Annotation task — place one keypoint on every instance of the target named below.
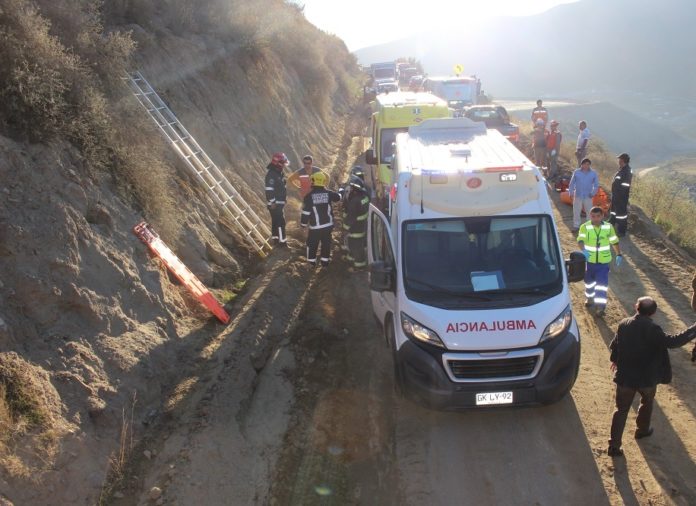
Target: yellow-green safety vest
(598, 241)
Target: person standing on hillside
(620, 189)
(640, 361)
(583, 140)
(301, 177)
(553, 147)
(540, 113)
(582, 188)
(357, 207)
(596, 238)
(693, 306)
(539, 143)
(276, 196)
(317, 214)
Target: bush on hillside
(58, 68)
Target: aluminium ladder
(199, 163)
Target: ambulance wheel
(391, 340)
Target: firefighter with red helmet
(317, 215)
(276, 197)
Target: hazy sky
(362, 23)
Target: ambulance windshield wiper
(447, 291)
(519, 291)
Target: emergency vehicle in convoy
(394, 113)
(467, 276)
(458, 92)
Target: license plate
(489, 398)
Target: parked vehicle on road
(467, 276)
(494, 116)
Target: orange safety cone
(601, 199)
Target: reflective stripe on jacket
(598, 241)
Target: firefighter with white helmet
(317, 215)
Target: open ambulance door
(382, 264)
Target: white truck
(467, 275)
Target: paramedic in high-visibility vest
(596, 238)
(300, 179)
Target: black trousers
(315, 237)
(357, 250)
(618, 216)
(624, 399)
(278, 222)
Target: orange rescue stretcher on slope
(601, 198)
(182, 273)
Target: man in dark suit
(640, 360)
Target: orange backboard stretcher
(182, 273)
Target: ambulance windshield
(480, 259)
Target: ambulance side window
(381, 248)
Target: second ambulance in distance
(467, 275)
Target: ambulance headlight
(415, 330)
(558, 326)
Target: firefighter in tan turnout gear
(356, 207)
(317, 214)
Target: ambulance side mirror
(370, 158)
(382, 277)
(575, 266)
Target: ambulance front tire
(391, 342)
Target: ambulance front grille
(489, 369)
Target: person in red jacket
(553, 147)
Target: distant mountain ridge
(573, 49)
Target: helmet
(356, 182)
(279, 159)
(358, 171)
(318, 179)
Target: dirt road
(300, 409)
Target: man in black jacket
(620, 189)
(276, 196)
(317, 214)
(640, 360)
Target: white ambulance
(467, 276)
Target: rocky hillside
(93, 330)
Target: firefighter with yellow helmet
(317, 215)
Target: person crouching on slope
(317, 214)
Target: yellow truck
(393, 113)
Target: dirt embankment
(104, 331)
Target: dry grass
(28, 407)
(118, 461)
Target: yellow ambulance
(394, 113)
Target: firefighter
(596, 238)
(620, 189)
(693, 306)
(317, 214)
(276, 194)
(355, 222)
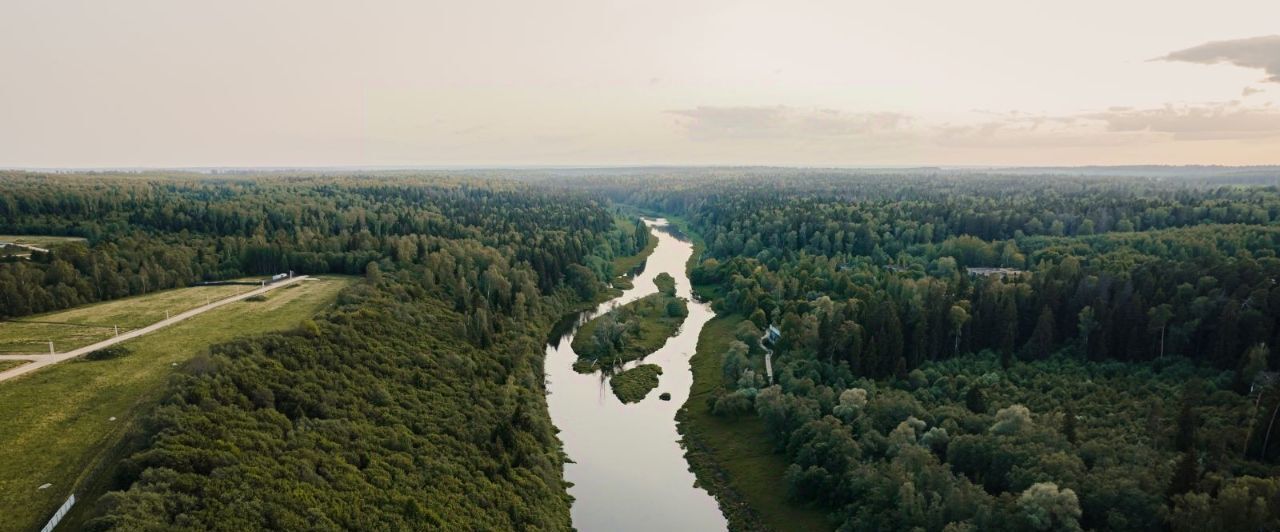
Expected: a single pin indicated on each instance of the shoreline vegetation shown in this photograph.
(732, 457)
(630, 331)
(632, 385)
(74, 423)
(622, 267)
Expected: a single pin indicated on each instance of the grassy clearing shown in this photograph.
(94, 322)
(632, 385)
(631, 331)
(734, 457)
(624, 265)
(39, 241)
(56, 423)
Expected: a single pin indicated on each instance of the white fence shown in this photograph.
(62, 512)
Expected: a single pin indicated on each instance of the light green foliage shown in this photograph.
(666, 283)
(627, 333)
(1011, 420)
(60, 431)
(1046, 508)
(632, 385)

- Exercise requirements: Update the lines above by replacing every occurrence of "ambulance" with "rescue vehicle", leaving everything else unchanged, and omit the pictures from your answer.

- Solution:
Annotation task — place one keypoint on every instance of the target named below.
Target: yellow-green safety vest
(598, 241)
Target: person standing on hillside
(620, 189)
(640, 361)
(583, 140)
(301, 177)
(553, 147)
(540, 113)
(582, 188)
(357, 207)
(596, 238)
(693, 306)
(539, 143)
(276, 196)
(317, 214)
Target: bush on hillside
(58, 68)
Target: aluminium ladder
(199, 163)
Target: rescue vehicle wheel
(391, 340)
Target: firefighter with red helmet
(317, 215)
(276, 197)
Target: hazy sky
(362, 23)
Target: rescue vehicle windshield wiper
(447, 291)
(519, 291)
Target: emergency vehicle in convoy
(394, 113)
(467, 276)
(458, 92)
Target: license plate
(489, 398)
Target: parked vehicle on road
(467, 276)
(494, 116)
Target: orange safety cone
(601, 199)
Target: reflective stripe on jacket
(598, 241)
Target: firefighter with white helmet
(317, 215)
Target: open rescue vehicle door
(382, 264)
Target: white truck
(467, 275)
Target: paramedic in high-visibility vest
(596, 238)
(300, 179)
Target: black trousers
(315, 237)
(357, 250)
(618, 216)
(624, 399)
(278, 222)
Target: orange rescue stretcher on slope
(601, 198)
(182, 273)
Target: man in dark suit
(640, 360)
Target: orange backboard stretcher
(182, 273)
Target: rescue vehicle windshield
(480, 259)
Target: rescue vehicle side window
(381, 248)
Target: second rescue vehicle in distance
(467, 275)
Target: rescue vehicle headlight
(415, 330)
(558, 326)
Target: firefighter in tan turnout gear
(356, 207)
(317, 214)
Target: rescue vehicle side mirror
(370, 158)
(382, 277)
(575, 266)
Target: rescue vehicle front tire
(391, 342)
Target: rescue vehicle front grille
(489, 369)
Target: person in red jacket
(553, 147)
Target: distant mountain ridge
(573, 49)
Target: helmet
(356, 182)
(279, 159)
(358, 171)
(318, 179)
Target: dirt road
(300, 409)
Target: man in black jacket
(620, 189)
(276, 196)
(317, 214)
(640, 360)
Target: white rescue vehicle
(467, 276)
Target: rocky hillside
(93, 330)
Target: firefighter with yellow helmet
(317, 215)
Target: person crouching on slope
(317, 214)
Target: yellow truck
(393, 113)
Target: dirt embankment
(104, 331)
Target: dry grass
(28, 407)
(118, 461)
Target: yellow rescue vehicle
(394, 113)
Target: firefighter
(596, 238)
(620, 189)
(693, 306)
(317, 214)
(276, 194)
(355, 222)
Expected: a single pin indicated on each instance of the shoreline vegetation shown in this photograph.
(732, 457)
(630, 331)
(632, 385)
(74, 423)
(622, 267)
Expected: a single pin indicated on each instance of the grassy clearing shown in this photograph.
(94, 322)
(632, 385)
(631, 331)
(734, 457)
(624, 265)
(39, 241)
(56, 423)
Expected: a single pin indicated on each instance of the white fence shown in this photograph.
(62, 512)
Expected: a single pin indicated on each instance of the light green foliage shown in this photograph.
(666, 283)
(627, 333)
(1011, 420)
(60, 431)
(1046, 508)
(632, 385)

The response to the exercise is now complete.